--- To be done ---
Please quote the data word for word, from its first line through the line that contains "[0,52,208,259]", including both.

--- Dataset records ---
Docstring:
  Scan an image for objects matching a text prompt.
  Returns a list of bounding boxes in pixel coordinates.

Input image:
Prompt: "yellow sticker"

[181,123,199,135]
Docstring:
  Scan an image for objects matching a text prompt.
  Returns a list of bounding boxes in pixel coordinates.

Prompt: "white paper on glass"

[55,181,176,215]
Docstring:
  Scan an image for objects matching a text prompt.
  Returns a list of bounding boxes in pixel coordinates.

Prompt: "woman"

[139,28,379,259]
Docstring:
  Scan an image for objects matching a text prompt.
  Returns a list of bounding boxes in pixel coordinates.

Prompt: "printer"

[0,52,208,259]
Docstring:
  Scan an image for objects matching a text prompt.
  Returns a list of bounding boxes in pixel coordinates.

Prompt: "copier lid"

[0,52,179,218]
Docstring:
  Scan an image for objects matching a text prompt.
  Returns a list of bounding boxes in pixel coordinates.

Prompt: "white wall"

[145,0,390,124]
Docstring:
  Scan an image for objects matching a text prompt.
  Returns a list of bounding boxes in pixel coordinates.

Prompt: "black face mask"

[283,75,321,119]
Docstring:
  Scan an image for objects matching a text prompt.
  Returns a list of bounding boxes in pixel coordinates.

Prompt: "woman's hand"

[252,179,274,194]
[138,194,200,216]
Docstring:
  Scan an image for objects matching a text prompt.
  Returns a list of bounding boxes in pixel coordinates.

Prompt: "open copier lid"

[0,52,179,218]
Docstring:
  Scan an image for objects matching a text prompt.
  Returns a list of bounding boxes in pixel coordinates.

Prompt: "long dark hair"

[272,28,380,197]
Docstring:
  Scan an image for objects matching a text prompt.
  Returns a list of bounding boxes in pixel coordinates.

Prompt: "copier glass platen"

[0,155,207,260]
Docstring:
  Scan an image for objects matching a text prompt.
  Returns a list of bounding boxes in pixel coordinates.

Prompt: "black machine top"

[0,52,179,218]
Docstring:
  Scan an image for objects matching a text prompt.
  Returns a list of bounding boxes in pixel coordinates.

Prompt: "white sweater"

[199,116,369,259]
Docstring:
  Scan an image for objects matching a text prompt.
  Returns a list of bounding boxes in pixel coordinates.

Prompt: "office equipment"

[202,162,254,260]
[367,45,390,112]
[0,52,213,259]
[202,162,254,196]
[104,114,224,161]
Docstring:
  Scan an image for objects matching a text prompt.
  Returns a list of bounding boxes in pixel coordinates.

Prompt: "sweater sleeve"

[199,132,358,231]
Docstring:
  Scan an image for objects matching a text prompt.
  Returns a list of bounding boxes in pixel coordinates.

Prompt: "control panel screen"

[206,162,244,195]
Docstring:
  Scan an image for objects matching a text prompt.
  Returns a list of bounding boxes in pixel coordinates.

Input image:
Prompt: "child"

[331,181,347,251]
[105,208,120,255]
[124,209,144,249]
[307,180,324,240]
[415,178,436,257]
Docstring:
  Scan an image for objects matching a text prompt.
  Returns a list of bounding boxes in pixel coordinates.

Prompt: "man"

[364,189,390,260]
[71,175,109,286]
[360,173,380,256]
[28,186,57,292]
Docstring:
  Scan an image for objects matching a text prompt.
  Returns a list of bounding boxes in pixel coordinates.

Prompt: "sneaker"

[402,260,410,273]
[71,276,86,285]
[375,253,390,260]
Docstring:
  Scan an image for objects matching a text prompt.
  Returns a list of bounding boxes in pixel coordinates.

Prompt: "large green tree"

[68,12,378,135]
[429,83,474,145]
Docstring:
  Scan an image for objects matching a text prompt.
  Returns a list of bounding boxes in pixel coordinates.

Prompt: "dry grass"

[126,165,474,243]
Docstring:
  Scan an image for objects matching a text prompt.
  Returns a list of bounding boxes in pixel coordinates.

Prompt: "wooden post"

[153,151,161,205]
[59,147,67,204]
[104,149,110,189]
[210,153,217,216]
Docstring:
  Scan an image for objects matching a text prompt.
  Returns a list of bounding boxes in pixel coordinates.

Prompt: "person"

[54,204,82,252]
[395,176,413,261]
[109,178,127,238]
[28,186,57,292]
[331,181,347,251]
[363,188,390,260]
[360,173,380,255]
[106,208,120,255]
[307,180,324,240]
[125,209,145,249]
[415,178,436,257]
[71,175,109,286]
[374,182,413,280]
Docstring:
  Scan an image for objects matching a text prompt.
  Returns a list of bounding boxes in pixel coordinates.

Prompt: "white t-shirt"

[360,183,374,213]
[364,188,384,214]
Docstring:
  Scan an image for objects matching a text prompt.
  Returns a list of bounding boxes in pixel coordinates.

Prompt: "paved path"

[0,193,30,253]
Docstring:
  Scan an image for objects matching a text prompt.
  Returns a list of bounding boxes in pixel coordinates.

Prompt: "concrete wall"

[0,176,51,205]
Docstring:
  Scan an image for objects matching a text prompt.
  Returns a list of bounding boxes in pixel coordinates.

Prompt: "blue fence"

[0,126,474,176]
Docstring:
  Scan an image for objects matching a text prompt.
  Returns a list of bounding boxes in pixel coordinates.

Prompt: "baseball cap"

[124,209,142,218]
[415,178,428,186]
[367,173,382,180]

--- Result for this task ---
Docstring:
  Scan an image for objects matching a text prompt.
  Returns a list of bounding boxes in pixel coordinates.

Input image:
Prompt: "yellow sticker"

[181,123,199,135]
Docstring:
  Scan an image for objects matching a text prompt.
  Returns a list of bounding boxes in pixel coordinates.

Prompt: "white paper on glass"

[55,181,176,215]
Docstring:
  Scan an image for objects matching a text prompt.
  Returns a list of bounding boxes in pixel coordinates.

Prompt: "woman"

[139,28,379,259]
Docstring:
  Scan an image for objects matching a text prompt.
  Returns a list of bounding boxes in pixel coordinates.

Prompt: "printer"

[0,52,208,259]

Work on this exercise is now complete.